• **Given instruction a**:
Print the passage of the ferry article between "The next steps" and "in the system.", inclusive.

___ Excerpt

SEATTLE -- A new 64-car, 750-passenger ferry could be plying the waters between Port Townsend and Keystone in May 2010 after the state Department of Transportation on Monday awarded an 18-month, $65.5 million contract to Todd Pacific Shipyards of Seattle.

"We want to sit down with Todd to start work as quickly as possible," David Moseley, assistant state Transportation secretary for ferries, said Monday afternoon following the contract announcement.

The Island Home-model ferry ¬-- named after a popular vessel, Island Home, plying waters in Massachusetts -- would replace the smaller, less stable 50-car Steilacoom II ferry that the state is leasing from Pierce County.

Todd would build it at the company's Harbor Island-based yard.

The job is expected to employ about 200 union laborers.

The next steps toward construction include a signed contract and contract security from Todd Shipyards. Once that is received, the state will issue a notice to proceed, followed by delivery of the vessel 540 days later, Moseley said.

He said his agency plans to work with the state Legislature during its 2009 session to determine what direction to take next and in an attempt to resolve funding issues to possibly build another ferry for the Port Townsend route -- and perhaps more Island Home models for elsewhere in the system.

Future ferries

The size, quantity and quality of future ferries will be the key points before lawmakers, he said.

Recently, Moseley said, the Cedar River Group, a maritime consulting firm, recommended the state consider building four Island Home models and delay until 2020 the construction of four 144-car ferries for the other more heavily traveled routes, such as Kingston-Edmonds, Bainbridge and Bremerton to Seattle.

Mayor Michelle Sandoval recently voiced support for that proposal.

Moseley said the state needs "to get about the business of building new boats."

"With this one, we need it immediately and will get it right now," he said of the Island Home-design vessel.

"Hopefully, with the Legislature coming up, we will have a better feel for the number of boats.

"There is a lot of information out there and the approach is being debated."

The Legislature has appropriated $84.5 million for two Island Home ferries for the treacherous Port Townsend-Keystone route, but Todd's bid came in last month well over a state ferries engineer's estimate.

______
___ Input rows

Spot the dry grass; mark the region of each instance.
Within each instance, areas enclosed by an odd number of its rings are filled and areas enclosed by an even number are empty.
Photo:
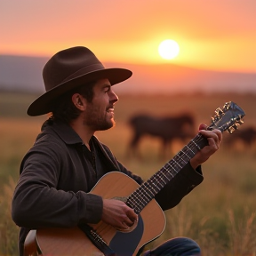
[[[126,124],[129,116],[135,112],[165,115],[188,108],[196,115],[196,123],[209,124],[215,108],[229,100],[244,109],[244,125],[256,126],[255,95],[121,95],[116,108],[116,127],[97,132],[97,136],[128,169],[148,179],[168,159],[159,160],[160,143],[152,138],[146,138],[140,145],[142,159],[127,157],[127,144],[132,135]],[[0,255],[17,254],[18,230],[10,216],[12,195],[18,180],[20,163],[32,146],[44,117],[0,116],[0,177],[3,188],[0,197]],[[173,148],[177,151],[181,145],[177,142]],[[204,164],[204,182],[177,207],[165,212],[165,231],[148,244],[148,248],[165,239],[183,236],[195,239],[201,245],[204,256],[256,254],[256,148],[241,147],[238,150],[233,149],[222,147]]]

______
___ Input rows

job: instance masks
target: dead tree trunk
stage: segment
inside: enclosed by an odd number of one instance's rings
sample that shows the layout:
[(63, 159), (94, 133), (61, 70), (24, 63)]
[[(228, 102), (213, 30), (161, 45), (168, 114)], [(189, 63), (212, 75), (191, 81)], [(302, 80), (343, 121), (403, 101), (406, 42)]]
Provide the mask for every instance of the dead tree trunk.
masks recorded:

______
___ Input rows

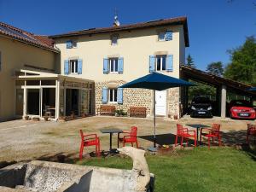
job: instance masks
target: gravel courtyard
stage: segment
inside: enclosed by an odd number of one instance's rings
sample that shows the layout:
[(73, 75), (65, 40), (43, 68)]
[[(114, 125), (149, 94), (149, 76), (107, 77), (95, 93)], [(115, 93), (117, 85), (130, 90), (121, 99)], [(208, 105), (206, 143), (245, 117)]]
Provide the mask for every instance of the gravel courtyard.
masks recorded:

______

• **Given instruction b**:
Return every line of the entries that contains the string "courtyard", matching case exactly.

• **Complete response a**:
The next steps toward construction include a signed contract and contract security from Todd Shipyards. Once that is received, the state will issue a notice to proceed, followed by delivery of the vessel 540 days later, Moseley said.

He said his agency plans to work with the state Legislature during its 2009 session to determine what direction to take next and in an attempt to resolve funding issues to possibly build another ferry for the Port Townsend route -- and perhaps more Island Home models for elsewhere in the system.

• **Complete response b**:
target: gravel courtyard
Provide the mask for every instance of the gravel courtyard.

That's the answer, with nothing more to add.